§ WHAT YOU ARE ASKED TO DO
According to the article on fall armyworm resistance, in which two places can the insect survive U.S. winters?

§ EXTRACT
Nov. 16 (Bloomberg) -- Fall armyworms in southern Florida survived a pesticide engineered into corn by Dow Chemical Co. and DuPont Co., the second insect to show signs of resistance to genetically modified crops in the U.S., according to a study.
Fall armyworms ate the leaves of corn engineered to produce an insecticidal protein and lived, according to 2012 field trial data presented Nov. 13 at a conference in Knoxville, Tennessee. The protein is marketed by Dow and DuPont as Herculex.
“This is most likely field resistance,” Fangneng Huang, an assistant professor at Louisiana State University in Baton Rouge, said at the annual meeting of the Entomological Society of America.
The study follows last year’s discovery in Iowa that rootworms have developed resistance to Monsanto Co.’s corn. Concern that the insecticides are failing is prompting farmers to apply more chemicals, unwinding the primary environmental benefit of pest-fighting crops, Michael Gray, an entomologist at the University of Illinois in Urbana, said in a Nov. 14 presentation at the conference.
Fall armyworms, the caterpillar stage of a moth, got the name because infestations move between fields like a marching army, typically in autumn. The insect can survive U.S. winters only in southern Florida and Texas, limiting its range as a pest to the southeast.

§ RECORDS
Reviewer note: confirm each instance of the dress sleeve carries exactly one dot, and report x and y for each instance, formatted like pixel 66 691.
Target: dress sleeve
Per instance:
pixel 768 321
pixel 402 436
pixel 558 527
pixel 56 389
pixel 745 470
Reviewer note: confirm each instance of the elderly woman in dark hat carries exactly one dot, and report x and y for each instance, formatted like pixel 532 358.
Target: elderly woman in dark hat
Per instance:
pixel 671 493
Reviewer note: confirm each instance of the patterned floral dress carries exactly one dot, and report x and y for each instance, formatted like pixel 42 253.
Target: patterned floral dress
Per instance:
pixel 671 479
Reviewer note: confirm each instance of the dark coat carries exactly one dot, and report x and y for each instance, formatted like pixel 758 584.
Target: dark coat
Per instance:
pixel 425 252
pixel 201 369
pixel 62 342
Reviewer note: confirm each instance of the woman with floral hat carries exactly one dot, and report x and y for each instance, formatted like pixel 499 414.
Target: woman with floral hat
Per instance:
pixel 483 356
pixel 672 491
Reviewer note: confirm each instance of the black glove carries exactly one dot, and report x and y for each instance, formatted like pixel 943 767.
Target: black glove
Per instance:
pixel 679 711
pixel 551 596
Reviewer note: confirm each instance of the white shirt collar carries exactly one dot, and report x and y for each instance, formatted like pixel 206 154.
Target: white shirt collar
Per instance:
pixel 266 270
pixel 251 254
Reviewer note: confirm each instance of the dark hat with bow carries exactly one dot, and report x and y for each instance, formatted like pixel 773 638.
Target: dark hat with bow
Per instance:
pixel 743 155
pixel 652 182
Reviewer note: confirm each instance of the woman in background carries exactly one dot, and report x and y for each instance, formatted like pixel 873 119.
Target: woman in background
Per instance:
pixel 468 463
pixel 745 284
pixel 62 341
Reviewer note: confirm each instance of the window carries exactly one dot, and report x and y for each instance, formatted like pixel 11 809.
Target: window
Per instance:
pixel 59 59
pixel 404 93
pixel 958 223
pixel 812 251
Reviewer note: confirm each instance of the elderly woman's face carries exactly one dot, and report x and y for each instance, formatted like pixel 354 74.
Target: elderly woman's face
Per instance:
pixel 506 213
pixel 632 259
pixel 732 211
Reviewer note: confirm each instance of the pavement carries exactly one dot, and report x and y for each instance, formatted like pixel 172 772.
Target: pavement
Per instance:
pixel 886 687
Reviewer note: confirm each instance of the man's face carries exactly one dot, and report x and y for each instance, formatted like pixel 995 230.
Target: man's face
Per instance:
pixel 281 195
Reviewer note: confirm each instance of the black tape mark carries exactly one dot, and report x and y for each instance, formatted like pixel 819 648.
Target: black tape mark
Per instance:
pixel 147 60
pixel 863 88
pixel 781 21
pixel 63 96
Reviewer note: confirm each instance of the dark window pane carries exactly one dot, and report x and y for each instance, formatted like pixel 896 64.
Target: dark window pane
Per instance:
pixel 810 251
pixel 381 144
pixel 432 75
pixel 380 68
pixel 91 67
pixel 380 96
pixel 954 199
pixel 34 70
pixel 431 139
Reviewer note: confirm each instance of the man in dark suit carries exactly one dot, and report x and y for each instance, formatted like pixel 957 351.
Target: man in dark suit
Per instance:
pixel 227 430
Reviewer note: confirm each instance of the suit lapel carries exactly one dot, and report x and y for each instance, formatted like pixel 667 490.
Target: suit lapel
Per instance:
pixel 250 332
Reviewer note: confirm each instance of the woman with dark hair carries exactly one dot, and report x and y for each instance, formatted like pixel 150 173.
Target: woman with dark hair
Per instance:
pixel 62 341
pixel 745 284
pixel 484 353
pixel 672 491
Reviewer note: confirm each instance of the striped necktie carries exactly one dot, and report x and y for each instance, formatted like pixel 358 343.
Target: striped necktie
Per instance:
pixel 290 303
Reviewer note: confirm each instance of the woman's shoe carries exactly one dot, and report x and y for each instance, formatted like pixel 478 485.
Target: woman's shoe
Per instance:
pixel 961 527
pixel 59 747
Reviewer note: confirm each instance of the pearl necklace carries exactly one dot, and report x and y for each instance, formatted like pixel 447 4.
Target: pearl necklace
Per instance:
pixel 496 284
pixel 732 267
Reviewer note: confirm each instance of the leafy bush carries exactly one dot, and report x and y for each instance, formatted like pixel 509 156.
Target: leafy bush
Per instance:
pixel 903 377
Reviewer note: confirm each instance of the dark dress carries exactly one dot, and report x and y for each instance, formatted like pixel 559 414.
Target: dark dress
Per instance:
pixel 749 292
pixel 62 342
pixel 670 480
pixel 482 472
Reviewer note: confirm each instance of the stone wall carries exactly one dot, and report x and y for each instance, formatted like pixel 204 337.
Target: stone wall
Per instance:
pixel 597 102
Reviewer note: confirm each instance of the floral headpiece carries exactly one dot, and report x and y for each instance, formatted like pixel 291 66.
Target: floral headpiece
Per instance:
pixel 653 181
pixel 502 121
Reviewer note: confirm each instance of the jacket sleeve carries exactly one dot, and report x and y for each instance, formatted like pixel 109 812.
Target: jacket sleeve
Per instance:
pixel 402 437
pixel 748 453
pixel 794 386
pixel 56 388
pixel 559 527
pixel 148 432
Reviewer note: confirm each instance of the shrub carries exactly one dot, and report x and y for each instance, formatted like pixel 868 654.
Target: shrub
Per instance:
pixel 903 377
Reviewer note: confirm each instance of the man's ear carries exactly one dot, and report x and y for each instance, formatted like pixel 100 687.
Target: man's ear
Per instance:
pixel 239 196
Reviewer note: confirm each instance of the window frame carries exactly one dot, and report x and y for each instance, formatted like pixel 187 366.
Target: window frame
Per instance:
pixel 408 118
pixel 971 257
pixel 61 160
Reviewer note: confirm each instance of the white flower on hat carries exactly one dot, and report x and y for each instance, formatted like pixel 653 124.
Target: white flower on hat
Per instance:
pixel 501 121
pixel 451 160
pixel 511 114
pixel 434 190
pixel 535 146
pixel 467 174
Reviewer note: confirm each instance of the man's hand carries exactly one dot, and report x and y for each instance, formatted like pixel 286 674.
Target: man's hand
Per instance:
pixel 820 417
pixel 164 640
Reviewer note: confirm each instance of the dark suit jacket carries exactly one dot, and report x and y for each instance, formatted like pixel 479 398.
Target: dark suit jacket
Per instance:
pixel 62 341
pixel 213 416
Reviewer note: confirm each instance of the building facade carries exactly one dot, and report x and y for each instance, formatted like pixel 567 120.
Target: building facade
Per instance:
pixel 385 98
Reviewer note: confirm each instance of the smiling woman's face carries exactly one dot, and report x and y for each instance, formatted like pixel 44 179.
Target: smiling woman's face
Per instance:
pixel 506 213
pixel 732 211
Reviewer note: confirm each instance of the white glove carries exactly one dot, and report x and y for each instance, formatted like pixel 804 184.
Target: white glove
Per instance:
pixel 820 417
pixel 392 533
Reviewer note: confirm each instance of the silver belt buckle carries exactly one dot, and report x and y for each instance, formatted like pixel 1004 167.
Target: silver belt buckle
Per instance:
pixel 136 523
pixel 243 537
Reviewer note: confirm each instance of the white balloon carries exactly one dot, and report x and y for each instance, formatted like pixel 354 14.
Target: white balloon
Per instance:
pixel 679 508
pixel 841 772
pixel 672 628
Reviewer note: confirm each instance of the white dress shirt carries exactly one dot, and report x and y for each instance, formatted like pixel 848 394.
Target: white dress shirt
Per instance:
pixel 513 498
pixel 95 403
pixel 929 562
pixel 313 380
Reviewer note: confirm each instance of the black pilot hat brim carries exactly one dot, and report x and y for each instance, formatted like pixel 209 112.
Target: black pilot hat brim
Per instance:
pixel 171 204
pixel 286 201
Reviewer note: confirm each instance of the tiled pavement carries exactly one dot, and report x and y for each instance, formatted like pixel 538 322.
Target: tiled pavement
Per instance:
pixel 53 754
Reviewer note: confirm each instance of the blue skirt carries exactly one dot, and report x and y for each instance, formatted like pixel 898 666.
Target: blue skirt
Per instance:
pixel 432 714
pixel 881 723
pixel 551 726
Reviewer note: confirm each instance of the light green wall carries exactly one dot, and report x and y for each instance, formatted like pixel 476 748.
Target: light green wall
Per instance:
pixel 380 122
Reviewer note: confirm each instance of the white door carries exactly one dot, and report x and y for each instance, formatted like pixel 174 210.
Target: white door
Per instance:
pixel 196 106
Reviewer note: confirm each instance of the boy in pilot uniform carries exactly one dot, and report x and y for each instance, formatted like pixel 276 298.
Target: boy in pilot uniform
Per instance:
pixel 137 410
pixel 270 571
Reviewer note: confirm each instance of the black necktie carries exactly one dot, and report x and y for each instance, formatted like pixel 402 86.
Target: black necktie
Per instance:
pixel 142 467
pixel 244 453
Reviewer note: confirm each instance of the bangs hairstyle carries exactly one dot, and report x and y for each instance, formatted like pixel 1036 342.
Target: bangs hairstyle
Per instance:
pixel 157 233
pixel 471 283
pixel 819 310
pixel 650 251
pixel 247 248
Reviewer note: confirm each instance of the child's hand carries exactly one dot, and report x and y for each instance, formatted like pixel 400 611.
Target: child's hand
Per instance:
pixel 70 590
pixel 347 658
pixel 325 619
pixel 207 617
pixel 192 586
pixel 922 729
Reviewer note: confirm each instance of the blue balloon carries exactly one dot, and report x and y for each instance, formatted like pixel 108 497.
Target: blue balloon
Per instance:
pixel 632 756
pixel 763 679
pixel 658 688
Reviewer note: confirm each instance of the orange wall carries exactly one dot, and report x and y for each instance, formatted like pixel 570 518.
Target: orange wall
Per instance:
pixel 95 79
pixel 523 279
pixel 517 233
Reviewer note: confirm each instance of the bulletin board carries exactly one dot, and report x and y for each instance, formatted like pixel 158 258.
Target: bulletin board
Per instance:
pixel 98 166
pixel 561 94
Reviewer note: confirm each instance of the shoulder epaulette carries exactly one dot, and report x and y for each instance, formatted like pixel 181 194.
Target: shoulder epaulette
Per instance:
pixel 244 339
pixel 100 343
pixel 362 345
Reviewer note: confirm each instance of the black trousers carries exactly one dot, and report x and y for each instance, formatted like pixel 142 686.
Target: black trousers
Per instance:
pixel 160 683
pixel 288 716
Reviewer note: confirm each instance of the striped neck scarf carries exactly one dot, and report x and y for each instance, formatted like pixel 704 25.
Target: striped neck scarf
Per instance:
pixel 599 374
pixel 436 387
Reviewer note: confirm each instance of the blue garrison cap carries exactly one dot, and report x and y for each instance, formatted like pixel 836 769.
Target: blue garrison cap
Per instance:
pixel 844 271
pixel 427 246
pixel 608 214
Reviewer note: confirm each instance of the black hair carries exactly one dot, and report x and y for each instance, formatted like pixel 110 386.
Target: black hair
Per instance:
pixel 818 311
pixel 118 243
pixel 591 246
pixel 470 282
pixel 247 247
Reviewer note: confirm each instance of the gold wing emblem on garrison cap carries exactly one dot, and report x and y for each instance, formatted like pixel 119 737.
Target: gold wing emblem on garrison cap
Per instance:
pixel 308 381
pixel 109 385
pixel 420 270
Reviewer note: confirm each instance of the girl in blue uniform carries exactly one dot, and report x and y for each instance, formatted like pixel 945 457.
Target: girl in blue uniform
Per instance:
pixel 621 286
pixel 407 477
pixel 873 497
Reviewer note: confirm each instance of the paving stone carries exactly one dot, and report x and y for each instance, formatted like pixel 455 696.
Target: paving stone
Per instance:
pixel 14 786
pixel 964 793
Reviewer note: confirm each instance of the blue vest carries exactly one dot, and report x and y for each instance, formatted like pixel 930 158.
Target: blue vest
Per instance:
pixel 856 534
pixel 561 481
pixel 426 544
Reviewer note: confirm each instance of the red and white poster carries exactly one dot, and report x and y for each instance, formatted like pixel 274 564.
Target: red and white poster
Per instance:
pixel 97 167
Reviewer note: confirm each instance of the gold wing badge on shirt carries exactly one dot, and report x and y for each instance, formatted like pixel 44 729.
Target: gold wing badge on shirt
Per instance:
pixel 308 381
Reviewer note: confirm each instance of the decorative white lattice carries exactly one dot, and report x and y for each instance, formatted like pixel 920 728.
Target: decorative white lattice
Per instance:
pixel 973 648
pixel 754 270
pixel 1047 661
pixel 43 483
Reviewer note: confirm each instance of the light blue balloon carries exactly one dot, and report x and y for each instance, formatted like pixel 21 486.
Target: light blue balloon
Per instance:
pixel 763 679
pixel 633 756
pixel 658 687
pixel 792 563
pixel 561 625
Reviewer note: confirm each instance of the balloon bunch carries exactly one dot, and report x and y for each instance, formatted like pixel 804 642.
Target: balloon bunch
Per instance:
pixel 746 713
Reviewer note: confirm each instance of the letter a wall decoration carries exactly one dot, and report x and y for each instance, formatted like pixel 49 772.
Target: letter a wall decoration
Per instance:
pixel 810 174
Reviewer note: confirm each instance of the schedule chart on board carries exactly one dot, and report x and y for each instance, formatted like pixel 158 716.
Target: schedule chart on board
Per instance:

§ YOUR RESPONSE
Only in southern Florida and Texas.